(What is required)
Quote every line as written. Omit pictures.

--------------------

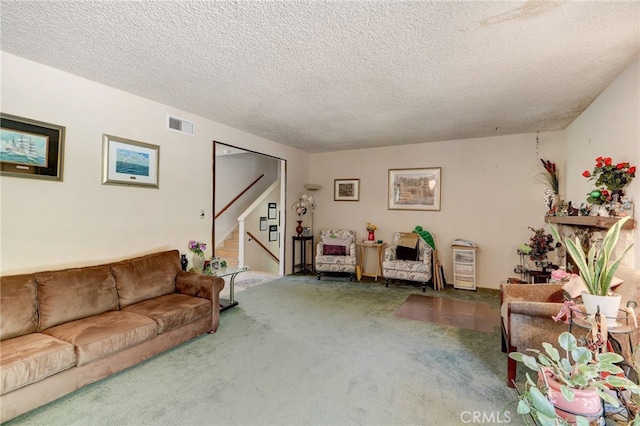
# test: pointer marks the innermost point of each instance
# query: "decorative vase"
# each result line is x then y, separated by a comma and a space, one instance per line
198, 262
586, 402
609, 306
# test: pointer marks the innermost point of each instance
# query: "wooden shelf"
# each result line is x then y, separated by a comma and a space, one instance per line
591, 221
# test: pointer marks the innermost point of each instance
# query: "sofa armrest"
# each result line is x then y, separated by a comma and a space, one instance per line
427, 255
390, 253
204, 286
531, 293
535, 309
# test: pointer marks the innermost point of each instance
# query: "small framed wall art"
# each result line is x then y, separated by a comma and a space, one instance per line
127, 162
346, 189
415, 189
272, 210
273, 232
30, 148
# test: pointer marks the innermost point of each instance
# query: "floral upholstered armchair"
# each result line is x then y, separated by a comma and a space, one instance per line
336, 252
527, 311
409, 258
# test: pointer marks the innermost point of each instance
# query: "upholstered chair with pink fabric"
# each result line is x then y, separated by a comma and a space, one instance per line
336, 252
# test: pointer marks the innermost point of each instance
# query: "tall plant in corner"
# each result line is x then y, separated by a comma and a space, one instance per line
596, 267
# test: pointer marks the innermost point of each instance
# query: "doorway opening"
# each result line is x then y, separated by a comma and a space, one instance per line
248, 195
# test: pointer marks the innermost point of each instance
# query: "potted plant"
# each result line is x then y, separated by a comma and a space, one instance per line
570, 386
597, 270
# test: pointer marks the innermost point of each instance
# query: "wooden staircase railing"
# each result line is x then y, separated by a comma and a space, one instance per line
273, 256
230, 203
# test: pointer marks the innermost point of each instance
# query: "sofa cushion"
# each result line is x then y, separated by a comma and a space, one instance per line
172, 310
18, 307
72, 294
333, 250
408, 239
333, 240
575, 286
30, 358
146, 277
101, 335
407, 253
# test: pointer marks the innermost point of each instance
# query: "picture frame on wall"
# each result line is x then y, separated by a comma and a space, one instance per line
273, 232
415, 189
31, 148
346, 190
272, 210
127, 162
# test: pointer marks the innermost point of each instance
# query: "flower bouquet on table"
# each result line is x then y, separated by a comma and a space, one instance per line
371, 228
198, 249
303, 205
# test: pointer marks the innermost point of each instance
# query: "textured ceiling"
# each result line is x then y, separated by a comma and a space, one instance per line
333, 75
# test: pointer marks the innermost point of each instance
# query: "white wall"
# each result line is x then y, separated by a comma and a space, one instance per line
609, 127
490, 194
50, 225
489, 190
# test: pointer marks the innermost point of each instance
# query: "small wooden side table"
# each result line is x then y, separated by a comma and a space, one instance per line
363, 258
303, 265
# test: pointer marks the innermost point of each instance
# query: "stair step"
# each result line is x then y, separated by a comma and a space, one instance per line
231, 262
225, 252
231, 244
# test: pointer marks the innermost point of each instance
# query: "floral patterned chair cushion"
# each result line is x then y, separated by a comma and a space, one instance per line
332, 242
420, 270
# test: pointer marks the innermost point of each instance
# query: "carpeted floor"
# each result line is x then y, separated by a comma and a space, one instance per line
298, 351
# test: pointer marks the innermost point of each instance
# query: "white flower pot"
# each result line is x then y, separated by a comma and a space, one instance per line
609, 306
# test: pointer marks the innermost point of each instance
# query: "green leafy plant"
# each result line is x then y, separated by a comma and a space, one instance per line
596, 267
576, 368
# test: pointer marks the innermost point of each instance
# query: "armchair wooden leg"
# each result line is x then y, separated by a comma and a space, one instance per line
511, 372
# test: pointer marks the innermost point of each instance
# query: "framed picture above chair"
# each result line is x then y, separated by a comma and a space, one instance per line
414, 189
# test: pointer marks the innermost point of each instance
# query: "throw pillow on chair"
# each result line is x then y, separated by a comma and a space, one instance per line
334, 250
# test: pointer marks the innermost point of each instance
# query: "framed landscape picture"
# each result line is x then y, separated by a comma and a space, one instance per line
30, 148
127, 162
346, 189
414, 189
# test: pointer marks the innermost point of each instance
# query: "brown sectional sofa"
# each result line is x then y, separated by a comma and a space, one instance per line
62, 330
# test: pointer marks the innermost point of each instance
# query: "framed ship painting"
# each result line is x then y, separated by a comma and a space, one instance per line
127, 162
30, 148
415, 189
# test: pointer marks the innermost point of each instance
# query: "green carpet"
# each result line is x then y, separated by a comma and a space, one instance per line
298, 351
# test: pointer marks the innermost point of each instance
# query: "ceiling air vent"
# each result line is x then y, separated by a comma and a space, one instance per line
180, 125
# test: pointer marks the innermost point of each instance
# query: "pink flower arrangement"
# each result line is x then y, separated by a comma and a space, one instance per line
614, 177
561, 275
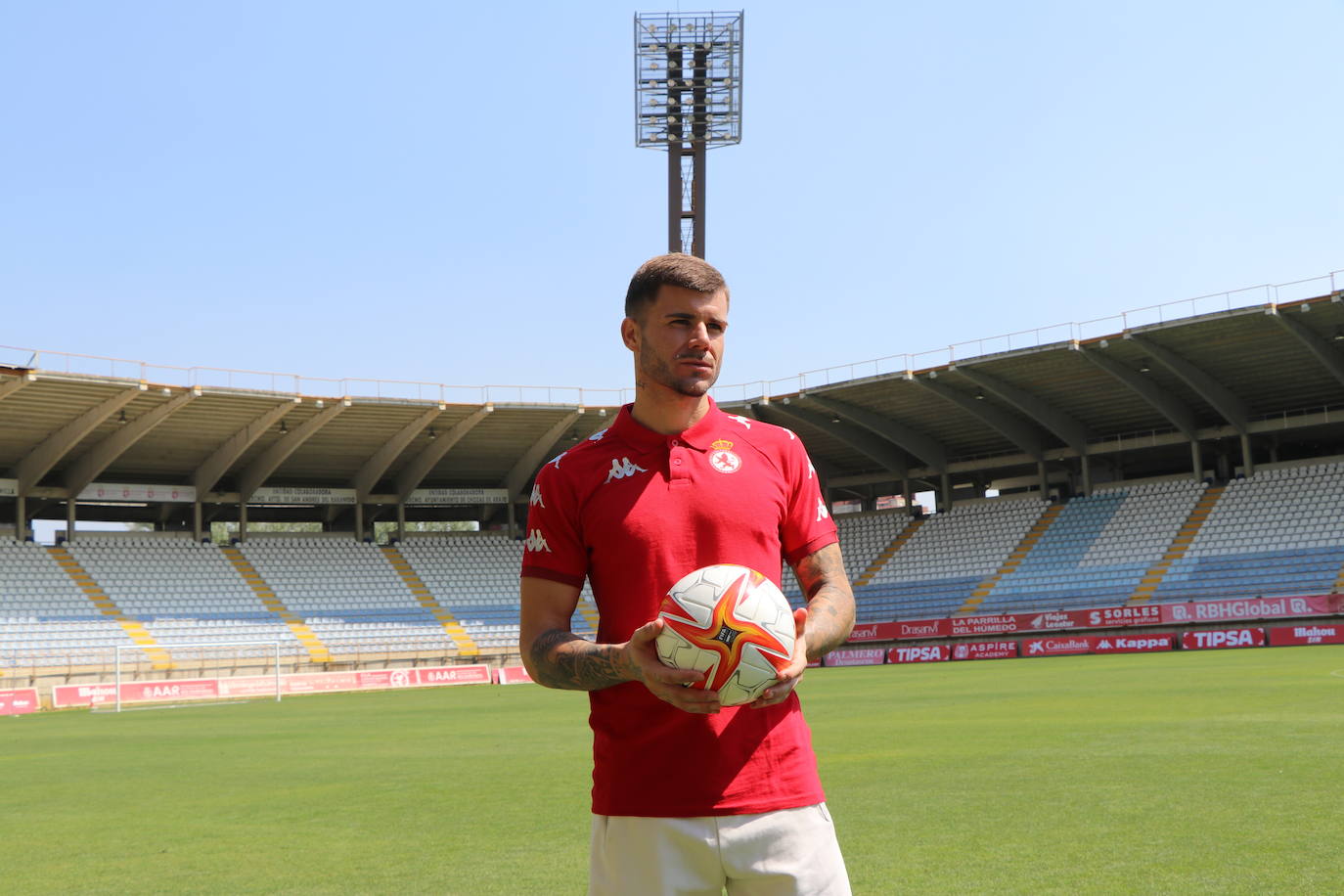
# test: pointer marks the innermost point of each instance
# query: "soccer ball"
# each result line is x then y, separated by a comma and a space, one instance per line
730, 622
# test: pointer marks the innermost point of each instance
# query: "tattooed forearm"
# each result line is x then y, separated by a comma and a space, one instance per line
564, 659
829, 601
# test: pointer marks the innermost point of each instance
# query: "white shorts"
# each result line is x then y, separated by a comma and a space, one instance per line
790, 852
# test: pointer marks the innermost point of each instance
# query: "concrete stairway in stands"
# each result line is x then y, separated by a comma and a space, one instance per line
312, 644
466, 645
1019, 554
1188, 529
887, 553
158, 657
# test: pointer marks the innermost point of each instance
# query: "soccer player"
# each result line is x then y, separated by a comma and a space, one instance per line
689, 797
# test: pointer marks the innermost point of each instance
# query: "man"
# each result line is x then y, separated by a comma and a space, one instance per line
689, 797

--------------------

(Exercise answer)
# test: pointer marks the innermost point of each instance
# query: "decorative vase"
# each result line is x then y, separated by a comma and a space, one instance per line
198, 262
586, 402
609, 306
# test: pointer marks the innermost point of each instance
# query: "wooden shelf"
# each result line is x then y, separated by a comma and a space, one instance per line
591, 221
# test: pointer marks the innermost point of each instance
# query: "sofa armrest"
# each result line is x then y, separated by a comma and a space, one instance per line
427, 255
390, 253
204, 286
531, 293
535, 309
# test: pointer marks the innermost point of each instance
# query: "small framed wall art"
# each result line is x then y, separated by a comma and a space, one instance per line
127, 162
346, 189
415, 189
272, 210
273, 232
30, 148
# test: pointer marks the innermost point of each instance
# query: "floral upholstered armchair"
# each result line is x then y, separated by a comma and a space, one instance per line
336, 252
527, 311
409, 258
# test: pointer marks the innermost point of each instance
# query: "upholstered chair with pink fabric"
# each result line is x then y, separated by a comma and a space, one instance per line
336, 252
# test: pointer marks the innermost point of each instance
# query: "tall plant in corner"
# each result line is x then y, separated by a comma and a space, one instance per line
596, 267
# test: pointer marks the innermost point of each instance
# query: "doorway opening"
# each result line is x then y, separated by a comma and a space, one instance per line
248, 195
# test: pointer marks the innermost point of each instance
# query: "potted plant"
# each result line is x then y, separated by a comma and a space, one instance per line
570, 386
597, 270
# test: pointer marks the innermost point of each instance
# query: "wooden staircase railing"
# each result line is x then y, separated by a comma and a space, one instance per line
273, 256
230, 203
# test: pointer marks the innermost point of each instance
# query: "sofa cushion"
# each result line is x then y, separated by a comma and a space, one instance per line
172, 310
18, 307
72, 294
333, 250
408, 239
333, 240
575, 286
30, 358
146, 277
101, 335
407, 253
# test: pointer marks the innermost point of each instance
# query: "picture frame on wall"
# each result line is x then y, separated by a comma and a space, one instance per line
273, 232
415, 189
31, 148
346, 190
272, 210
127, 162
# test: pointer marks the innermost point of each instance
# query: "flower bouquet on table"
# each result line is x then y, separated by a comma and a space, one instance per line
371, 228
198, 249
303, 205
# test: pointer marks the innermost point of each instance
# query: "textured ceiling"
# each result line is x then y, separated by a comma and a space, one instance per line
333, 75
# test: pointer marks the innermost point of each instance
# query: "white wall"
# each result line is x then y, separated by a comma and a space, one instance per line
609, 127
490, 194
50, 225
489, 190
# test: pointer marks the innermost point of each instance
# query: "small wooden side table"
# each result line is x then y, separated by a comma and a space, one instance per line
363, 258
303, 265
# test: pointer marks the innermost point of each instance
# query: "stair step"
# each result line is x then y, separated by a comma and a space, one instance per line
231, 262
225, 252
231, 244
# test: pointer marks the innermost point of each instance
# query: "floral patterned chair cushion"
# each result line is x then y, separated by a comma and a space, one instance per line
332, 242
420, 270
# test: pointer marks the innermost point of each instance
# query: "carpeted floor"
# each result line is x then y, separated by a comma and a space, one instance per line
298, 351
# test: pointer marks the innermost point of each instance
# query: "white flower pot"
# each result line is x then y, separated by a comma and a space, one instance per line
609, 306
# test: pointer marks the innermost point of each instance
# query: "green leafy plant"
# each result line is x then y, separated by a comma and a space, one instance per line
596, 267
576, 368
# test: pointer marks the innermost point of each instance
# query: "armchair wooden leg"
# each result line is x then y, separated by a comma and a space, one instance per line
511, 372
# test: pointer marks the innermost point of each instance
# query: "framed picture above chair"
# each result line is x then y, separated by a comma and a space, one instance per line
414, 189
# test: pointer marks the innermost point of each instance
# query: "throw pillow on chair"
# each result line is x then y, separated by a comma and a space, one instance per line
334, 250
# test: pointer marks the innermost point of each instance
# query: "framed landscape picture"
# each result line is x then y, separated by a comma and a space, one instance per line
30, 148
127, 162
346, 189
414, 189
# test: pointer marks the innermost point of each instance
# query: "brown sectional sofa"
# each result line is x then y, separated by a comma and a space, one instance per line
62, 330
# test: pointer marks the innermost point of each instance
# query: "framed ship painting"
# each result line is x then y, separated by a comma and a space, one instance per line
127, 162
30, 148
415, 189
# test: pointer marks the innermost point of each instance
# query: "green carpet"
# each result line is x then y, separated by a comma and a space, one instance per line
298, 351
# test: pointer marks the innermost point of each instance
# query: "ceiling air vent"
# each result line is x then y, separated by a comma and a space, one instance per line
180, 125
# test: pointer marks the innermost point of each instance
# query: "pink flower arrangement"
# each result line is x then y, separated by a comma and a space, one instance per line
614, 177
561, 275
# test: pointer marks the innermost point of each instance
# query: "soccer ball"
# each result line is x then y, separated by a comma and a space, one instance per line
730, 622
# test: pointer marks the innermost point of each instance
# query: "tattooed forearm"
# each result line is x then y, separated by a comma and a space, one instance per line
564, 659
829, 601
# test: pointer marks the innermost point of each instance
# query: "white shorts"
# each result line is x then y, separated by a comma and a space, one instance per line
790, 852
# test: pointer marks the innermost point of each instance
# query: "concrete stairway in stands"
# each result line is x then y, separated by a comma and a space, one instance per line
312, 644
466, 645
1019, 554
1188, 529
887, 553
158, 657
# test: pointer marks the innermost point of each instance
# query: "soccer player"
# each result line is x then y, separated by a comma and a space, one instance per line
689, 797
# test: pointer marks the innermost point of each instance
# query: "man"
# each result line is x then y, separated by a comma and a space, one instance per line
689, 797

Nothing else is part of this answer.